Reading passage =>
#####

Well, ties would be a problem depending only on how the table gets populates. It would be a problem if it got populated, say, like this:
Code:
tDistances[1] = {{6, 12}}
tDistances[2] = {{2, 10},{7,10}}
tDistances[3] = {{3, 7}}
tDistances[4] = {{4, 5},{5,5}}
...
(Although in this case we would have to actually return pPlayer:GetCityByID(tDistances[index][1][1].)
And we're assuming pPlot = pPlayer:GetCapitalCity():GetPlot().
Because then GetFarthestCity(pPlayer, pPlot, 1) returns city #6, GetFarthestCity(pPlayer, pPlot, 2) returns city #2 - so far so good - but GetFarthestCity(pPlayer, pPlot, 3) returns city #3 - city #7 gets skipped over entirely!

#####

Recorded information =>
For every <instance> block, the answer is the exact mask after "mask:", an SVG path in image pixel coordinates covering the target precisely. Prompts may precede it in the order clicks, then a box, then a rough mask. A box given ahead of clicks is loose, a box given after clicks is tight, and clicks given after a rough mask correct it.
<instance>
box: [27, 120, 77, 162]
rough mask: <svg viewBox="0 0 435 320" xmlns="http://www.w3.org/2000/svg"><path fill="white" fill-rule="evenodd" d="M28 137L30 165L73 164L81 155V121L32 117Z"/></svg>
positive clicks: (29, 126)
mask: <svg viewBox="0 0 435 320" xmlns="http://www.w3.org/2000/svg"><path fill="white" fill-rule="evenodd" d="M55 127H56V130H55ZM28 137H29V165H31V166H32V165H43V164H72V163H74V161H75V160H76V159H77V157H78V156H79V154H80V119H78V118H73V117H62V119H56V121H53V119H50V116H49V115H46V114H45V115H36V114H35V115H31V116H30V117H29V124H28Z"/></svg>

#####

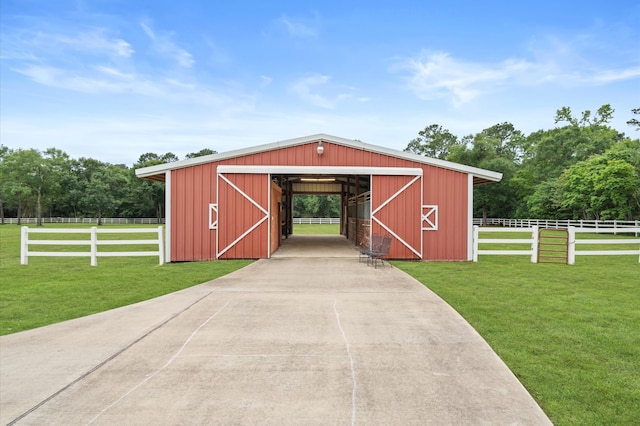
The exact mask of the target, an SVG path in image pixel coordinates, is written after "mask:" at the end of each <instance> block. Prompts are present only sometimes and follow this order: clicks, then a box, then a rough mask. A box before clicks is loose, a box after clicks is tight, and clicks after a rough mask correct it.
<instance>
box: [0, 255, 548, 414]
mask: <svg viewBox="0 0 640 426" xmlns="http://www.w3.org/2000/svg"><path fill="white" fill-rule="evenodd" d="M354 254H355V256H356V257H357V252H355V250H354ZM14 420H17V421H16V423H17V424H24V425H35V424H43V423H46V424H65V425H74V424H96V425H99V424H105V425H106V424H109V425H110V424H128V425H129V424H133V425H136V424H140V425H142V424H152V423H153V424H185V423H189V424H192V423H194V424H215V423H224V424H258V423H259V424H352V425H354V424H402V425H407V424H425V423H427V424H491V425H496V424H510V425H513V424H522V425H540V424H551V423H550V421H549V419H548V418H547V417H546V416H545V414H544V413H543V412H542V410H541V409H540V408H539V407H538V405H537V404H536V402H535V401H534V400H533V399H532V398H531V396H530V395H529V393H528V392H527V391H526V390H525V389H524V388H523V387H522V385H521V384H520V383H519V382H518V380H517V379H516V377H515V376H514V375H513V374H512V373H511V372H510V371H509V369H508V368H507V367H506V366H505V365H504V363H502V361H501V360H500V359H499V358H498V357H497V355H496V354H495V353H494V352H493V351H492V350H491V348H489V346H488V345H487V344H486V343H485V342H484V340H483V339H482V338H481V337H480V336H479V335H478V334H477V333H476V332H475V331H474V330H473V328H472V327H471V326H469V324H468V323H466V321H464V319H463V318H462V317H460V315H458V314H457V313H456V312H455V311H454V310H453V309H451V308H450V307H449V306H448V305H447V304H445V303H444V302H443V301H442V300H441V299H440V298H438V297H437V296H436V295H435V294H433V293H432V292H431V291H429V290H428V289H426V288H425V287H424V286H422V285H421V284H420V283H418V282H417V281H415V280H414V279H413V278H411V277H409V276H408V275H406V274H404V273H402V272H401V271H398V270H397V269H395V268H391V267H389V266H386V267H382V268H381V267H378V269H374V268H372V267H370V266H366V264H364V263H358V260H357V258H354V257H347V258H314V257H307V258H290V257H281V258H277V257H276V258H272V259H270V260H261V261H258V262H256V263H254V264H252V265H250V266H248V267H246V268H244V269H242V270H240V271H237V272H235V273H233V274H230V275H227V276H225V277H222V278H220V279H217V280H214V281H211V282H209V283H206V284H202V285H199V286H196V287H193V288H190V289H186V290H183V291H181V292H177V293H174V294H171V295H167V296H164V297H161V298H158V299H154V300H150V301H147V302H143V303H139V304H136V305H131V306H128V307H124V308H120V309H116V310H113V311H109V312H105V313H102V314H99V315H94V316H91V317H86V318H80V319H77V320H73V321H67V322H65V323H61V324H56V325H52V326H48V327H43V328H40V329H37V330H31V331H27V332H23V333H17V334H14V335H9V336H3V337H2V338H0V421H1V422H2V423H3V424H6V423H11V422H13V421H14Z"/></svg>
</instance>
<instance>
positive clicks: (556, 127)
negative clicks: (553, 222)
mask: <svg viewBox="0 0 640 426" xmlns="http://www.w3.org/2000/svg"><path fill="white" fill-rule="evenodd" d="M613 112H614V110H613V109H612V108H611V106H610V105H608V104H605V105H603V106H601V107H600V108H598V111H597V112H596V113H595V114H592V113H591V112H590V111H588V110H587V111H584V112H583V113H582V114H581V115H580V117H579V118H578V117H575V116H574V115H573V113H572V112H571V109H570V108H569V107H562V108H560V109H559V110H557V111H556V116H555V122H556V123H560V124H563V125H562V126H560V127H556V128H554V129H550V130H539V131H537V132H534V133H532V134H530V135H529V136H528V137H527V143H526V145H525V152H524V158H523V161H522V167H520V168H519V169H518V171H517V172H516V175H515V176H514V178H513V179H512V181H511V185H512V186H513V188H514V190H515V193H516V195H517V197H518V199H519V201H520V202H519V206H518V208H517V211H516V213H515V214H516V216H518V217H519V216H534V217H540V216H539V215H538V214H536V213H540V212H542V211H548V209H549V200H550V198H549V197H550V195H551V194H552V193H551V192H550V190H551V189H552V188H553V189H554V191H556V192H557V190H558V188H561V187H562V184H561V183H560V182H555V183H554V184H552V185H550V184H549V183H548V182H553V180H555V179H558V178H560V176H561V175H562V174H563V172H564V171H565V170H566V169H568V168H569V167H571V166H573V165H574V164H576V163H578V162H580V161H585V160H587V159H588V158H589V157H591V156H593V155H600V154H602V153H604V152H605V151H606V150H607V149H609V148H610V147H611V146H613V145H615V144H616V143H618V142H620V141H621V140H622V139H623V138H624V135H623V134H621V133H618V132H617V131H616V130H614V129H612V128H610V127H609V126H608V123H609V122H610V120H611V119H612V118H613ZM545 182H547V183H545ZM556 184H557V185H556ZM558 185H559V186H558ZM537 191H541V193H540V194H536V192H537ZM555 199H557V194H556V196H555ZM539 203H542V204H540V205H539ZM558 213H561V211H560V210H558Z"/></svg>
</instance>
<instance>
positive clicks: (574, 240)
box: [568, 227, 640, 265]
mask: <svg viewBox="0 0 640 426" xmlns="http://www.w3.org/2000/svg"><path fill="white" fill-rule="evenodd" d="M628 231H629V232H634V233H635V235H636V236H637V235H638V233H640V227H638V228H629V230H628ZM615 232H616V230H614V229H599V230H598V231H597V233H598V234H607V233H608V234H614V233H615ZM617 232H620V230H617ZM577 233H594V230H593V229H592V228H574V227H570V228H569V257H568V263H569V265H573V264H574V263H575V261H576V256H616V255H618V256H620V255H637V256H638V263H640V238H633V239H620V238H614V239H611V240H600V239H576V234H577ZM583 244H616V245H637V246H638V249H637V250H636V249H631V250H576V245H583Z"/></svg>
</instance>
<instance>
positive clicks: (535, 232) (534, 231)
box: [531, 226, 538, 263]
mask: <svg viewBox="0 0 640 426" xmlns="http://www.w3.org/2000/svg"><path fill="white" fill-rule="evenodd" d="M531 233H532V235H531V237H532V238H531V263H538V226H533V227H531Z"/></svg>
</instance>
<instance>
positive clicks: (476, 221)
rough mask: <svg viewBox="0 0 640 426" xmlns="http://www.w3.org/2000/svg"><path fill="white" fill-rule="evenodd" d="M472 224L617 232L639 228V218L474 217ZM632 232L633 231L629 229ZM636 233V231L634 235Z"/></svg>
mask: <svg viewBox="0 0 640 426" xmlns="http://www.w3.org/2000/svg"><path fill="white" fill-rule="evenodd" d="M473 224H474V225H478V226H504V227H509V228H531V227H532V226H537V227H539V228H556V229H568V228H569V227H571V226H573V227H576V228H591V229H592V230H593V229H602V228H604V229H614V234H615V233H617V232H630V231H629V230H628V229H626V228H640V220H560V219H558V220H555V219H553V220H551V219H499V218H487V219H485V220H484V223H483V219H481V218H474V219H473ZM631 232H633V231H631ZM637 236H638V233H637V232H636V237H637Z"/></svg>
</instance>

#####

Exercise set =>
a) Return the part of the post on tied city distances starting with "(Although in this" and going on through "pPlot = pPlayer:GetCapitalCity():GetPlot().".
b) For the post on tied city distances, decide whether each statement agrees with it, answering yes or no and quoting the words that settle it: (i) GetFarthestCity(pPlayer, pPlot, 1) returns city #6. (ii) The post assumes pPlot is the plot of the player's capital city. (iii) GetFarthestCity(pPlayer, pPlot, 3) returns city #7.
c) Continue the post on tied city distances, picking up after its final sentence.

Written answers =>
a)
(Although in this case we would have to actually return pPlayer:GetCityByID(tDistances[index][1][1].)
And we're assuming pPlot = pPlayer:GetCapitalCity():GetPlot().

b)
(i) Yes: "GetFarthestCity(pPlayer, pPlot, 1) returns city #6"
(ii) Yes: "we're assuming pPlot = pPlayer:GetCapitalCity():GetPlot()"
(iii) No: "GetFarthestCity(pPlayer, pPlot, 3) returns city #3 - city #7 gets skipped over entirely!"

c)
Now imagine that the player only has 3 cities, which is the bare minimum needed to enact one of my decisions (capital + at least two extra). The table might* be populated like this:
Code:
tDistances[1] = {{2, 5},{3,5}}
tDistances[2] = {{1, 0}}
Consequently... the game calculates the capital as being the second-farthest city from itself! :crazyeye:

But by my reckoning, none of that is a problem if the table instead gets populated something more like this:
Code:
tDistances[1] = {6, 12}
tDistances[2] = {2, 10}
tDistances[3] = {7,10}
tDistances[4] = {3, 7}
tDistances[5] = {4, 5}
tDistances[6] = {5,5}
No city gets skipped over.

-----------------------------

Also, no ideas for the SQL query? :(

------------------------------

And so here's Thursday's mental workout of the day :lol::
% chance with floats
It's easy enough to say "x has a y% chance of happening" in lua, using JFD's GetRandom(lower, upper) function:
Code:
if (GetRandom(1,100) <= y) then
	x
end
But GetRandom, AFAIK, always returns an integer, which isn't a problem if y is also an integer.
But what if it isn't? How about something with, say, a 0.831% chance of happening? As far as GetRandom is concerned, this is 1%.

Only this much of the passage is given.